WAT JE MOET DOEN
A: Onder welke Latijnse naam staat de tweede basisregel van het klassieke recht bekend volgens de getoonde tekst?
B: Vertaal deze zin uit de getoonde tekst in het Engels: "De KR vertegenwoordigt dus een gestructureerd en geordend rechtssysteem, waarbij de nadruk ligt op de stabiliteit, orde, en bescherming van rechten binnen de context van een soevereine natiestaat."

GETOONDE TEKST
################

7. Meergelaagdheid en rechtsmonisme
Materieel rechtssyteem perspectief: Belgisch recht, ondanks meergelaagdheid, toch als één
geïntegreerd rechtstelsel ipv de 4 (federaal, provenciaal, gemeentelijk en Europees recht) moet
worden beschouwd Rechtsmonisme
Om dit te kunnen behouden, juridische technieken ontwikkeld voor eenheid te scheppen:
a) Eén federaal Hof van Cassatie
b) Belgische rechtscolleges kunnen prejudiciële vraag stellen aan een ander rechtscollege:
hierdoor uniforme interpretatie gegarandeerd, drie gevallen waarin prejudiciële vraag kan
gesteld worden:
, Door alle rechtscolleges aan het Belgisch Grondwettelijk Hof, m.b.t. federale een
deelstatelijke formele wetten over de bevoegdheidsregeling en de toetsing aan titel II Gw
Aan het Hof van Justitie in Luxemburg = HOF VAN JUSTITIE VAN EUROPESE UNIE voor de
interpretatie van het communautaire recht (EUROPEES)
Aan het Benelux Gerechtshof m.b.t. de Benelux-eenvormige verdragen
c) Verplichting om de interne rechtsbescherming uit te putten vooraleer de controle te kunnen
vragen van een internationale instantie. Dit is geval bij Europees hof voor de rechten van de
mens
Afdeling 2: Het Klassieke recht
§ 1. Een piramidaal en coherent systeem
8. Klassiek recht
Napoleontische codificaties (‘Code civil’) typisch voorbeeld klassieke recht
Vertegenwoordigers van klassieke recht: Domat, Grotius, Pufendorf, …
Resultaat van denkproces dat begon bij eenvoudige, algemene principes bij logisch
geordende rechtsregels
Abstracte rechtsregel bouwsteen van klassieke recht
Formele benadering rechtsregel: het bevoegde orgaan dat de regel creëert en de te volgen
procedure waren determinerend voor het bindende karakter ervan
9. Basisregels
1e regel ‘Gouden regel’: “doe anderen niet aan wat je niet wil dat anderen jou aandoen”
Basis van strafrechtelijke en niet-contractuele verhoudingen van het klassieke recht
2e regel geldig gesloten contracten moet steeds worden nagekomen
Bekend onder ‘pacta sunt servanda’
? . Een piramidaal, logisch geordend systeem
Bovenstaande regels vormden logische deducties die steeds meer in detail worden uitgewerkt
Klassiek recht heeft een coherente en consistente structuur waarin rechtsregels piramidaal geordend
Ademde eenheid en stabiliteit uit
Verifieerbaar aantal regels die uitdrukking gaven aan een afdwingbaar en eenzijdig
geformuleerd gebod of verbod, dat finaal terugging op de soevereine natiestaat
Natiestaat: resultaat van ‘sociaal contract’ dat gelijkwaardige burgers sloten om zich te
beschermen tegen onvoorspelbare gevaren van een ‘natuurtoestand’ waarin het recht van de
sterkste en de sluwste heerst
Klassiek recht is er in de eerste plaats burgers beschermen tegen medeburgers
Wetgever: onveilige natuurtoestand in perken en aan banden leggen
Wetgever negatieve voorstelling van macht
Internationaal berustte rechtsorde op evenwicht tussen soevereine staten
Intern: ideaal van de rechtsstaat scheiding der machten, procedureel formalisme, onafhankelijke
rechters en ‘hiërarchie der rechtsnormen’
, De KR vertegenwoordigt dus een gestructureerd en geordend rechtssysteem, waarbij de nadruk ligt
op de stabiliteit, orde, en bescherming van rechten binnen de context van een soevereine
natiestaat.

################

FRAGMENT UIT GEGEVENS
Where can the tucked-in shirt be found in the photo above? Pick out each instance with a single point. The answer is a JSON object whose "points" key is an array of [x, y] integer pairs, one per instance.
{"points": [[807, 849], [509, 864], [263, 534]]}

################

OPLOSSINGEN PER OPDRACHT
A: Pacta sunt servanda.

B: The KR therefore represents a structured and ordered legal system, with the emphasis on stability, order, and the protection of rights within the context of a sovereign nation-state.